ЗАДАНИЯ К УПРАЖНЕНИЮ:
- a) Перепишите из отрывка о почитании Богоматери часть от слов «Православная Церковь чтит» до слов «Собора о Богородице.».
- b) Ответьте по отрывку о почитании Богоматери на следующие вопросы.
(i) Какое постановление названо единственным догматическим определением Церкви о Богоматери?
(ii) Через что преимущественно утверждается почитание Богоматери в церковной практике?
(iii) Какую сторону учения ставит задачей раскрыть настоящий очерк?

ВЫБРАННЫЙ ОТРЫВОК:
==========

Малая трилогия

Париж. Август 1926 года

КУПИНА НЕОПАЛИМАЯ

Православная Церковь чтит Матерь Божию как превысшую всей твари, «честнейшую Херувим и славнейшую без сравнения Серафим». Нельзя даже выразить словом всего того молитвенного почитания Пречистой, какое воздает Ей всякая верующая душа вместе со св. Церковью. Эту превосходящую всякий ум чистоту и святость «изумевает всякий ум хвалити по достоянию». Кажется, уже ничего нельзя прибавить к этому почитанию, нельзя ублажить или возвеличить Пречистую Деву более, чем Ее возвеличила уже св. Церковь. И, однако, в соответствии общему духу Православия, для которого больше довлеет жизнь, нежели формула, Церковь, в сущности, не имеет исчерпывающего догматического определения о Богоматери, кроме постановленияIII Всел. Собора о Богородице.

Почитание Богоматери, опирающееся, конечно, на определенное церковно–догматическое учение о Ней, утверждается церковной практикой, преимущественно через богослужение, движимое Духом Св. и выражающее молитвенную жизнь догмата. Напротив, школьное учение об этом предмете в Православии сбивчиво и неясно, в значительной мере отсутствует или же, что еще гораздо хуже, попадает в полемическую зависимость от католического догматизирования, отвлекаясь от прямой и положительной своей задачи. В настоящем очерке ставится задача — раскрыть преимущественно одну сторону этого учения, именно о безгрешности Богоматери.

ГЛАВА I. ОТСУТСТВИЕ ЛИЧНОГО ГРЕХА У БОГОМАТЕРИ.

==========

[Примеры обнаружения]
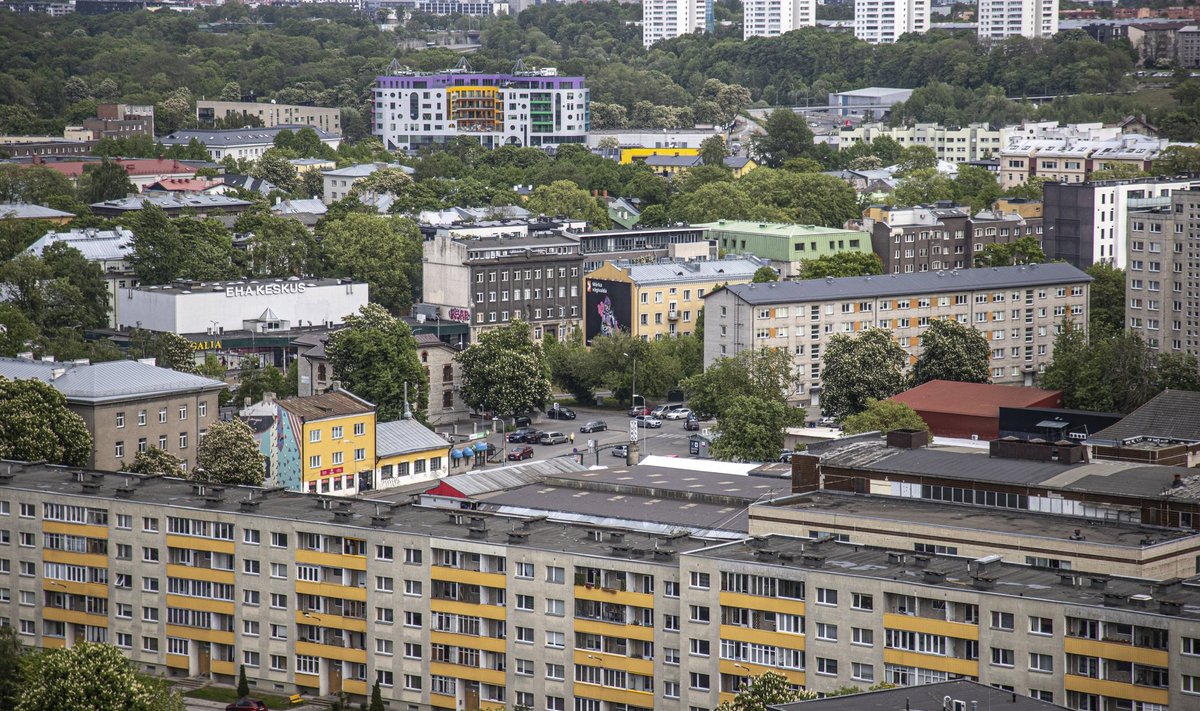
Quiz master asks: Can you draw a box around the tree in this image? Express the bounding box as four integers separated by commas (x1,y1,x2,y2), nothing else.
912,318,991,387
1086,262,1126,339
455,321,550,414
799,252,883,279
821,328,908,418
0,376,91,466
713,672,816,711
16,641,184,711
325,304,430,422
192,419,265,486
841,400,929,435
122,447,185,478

==========

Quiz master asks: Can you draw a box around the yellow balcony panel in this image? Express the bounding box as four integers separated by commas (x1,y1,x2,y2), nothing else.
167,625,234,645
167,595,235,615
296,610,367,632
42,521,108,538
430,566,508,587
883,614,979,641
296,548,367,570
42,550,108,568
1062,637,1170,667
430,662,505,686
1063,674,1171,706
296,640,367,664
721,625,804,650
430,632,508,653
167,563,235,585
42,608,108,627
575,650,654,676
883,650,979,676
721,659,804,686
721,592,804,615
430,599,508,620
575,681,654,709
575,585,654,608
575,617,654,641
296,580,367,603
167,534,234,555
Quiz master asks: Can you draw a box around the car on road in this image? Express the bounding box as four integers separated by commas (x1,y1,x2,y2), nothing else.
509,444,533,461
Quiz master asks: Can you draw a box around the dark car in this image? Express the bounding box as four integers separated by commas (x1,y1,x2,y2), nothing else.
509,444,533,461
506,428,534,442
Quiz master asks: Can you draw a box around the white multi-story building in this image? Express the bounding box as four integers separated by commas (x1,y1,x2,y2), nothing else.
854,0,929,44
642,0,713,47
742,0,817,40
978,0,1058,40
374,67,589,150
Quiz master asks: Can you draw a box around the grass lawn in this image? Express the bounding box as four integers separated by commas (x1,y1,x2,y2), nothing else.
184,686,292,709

==========

ПОЛНЫЕ РЕШЕНИЯ:
- a)
Православная Церковь чтит Матерь Божию как превысшую всей твари, «честнейшую Херувим и славнейшую без сравнения Серафим». Нельзя даже выразить словом всего того молитвенного почитания Пречистой, какое воздает Ей всякая верующая душа вместе со св. Церковью. Эту превосходящую всякий ум чистоту и святость «изумевает всякий ум хвалити по достоянию». Кажется, уже ничего нельзя прибавить к этому почитанию, нельзя ублажить или возвеличить Пречистую Деву более, чем Ее возвеличила уже св. Церковь. И, однако, в соответствии общему духу Православия, для которого больше довлеет жизнь, нежели формула, Церковь, в сущности, не имеет исчерпывающего догматического определения о Богоматери, кроме постановленияIII Всел. Собора о Богородице.

- b)
(i) Это постановление III Вселенского Собора о Богородице.
(ii) Почитание Богоматери утверждается преимущественно через богослужение.
(iii) Очерк ставит задачей раскрыть учение о безгрешности Богоматери.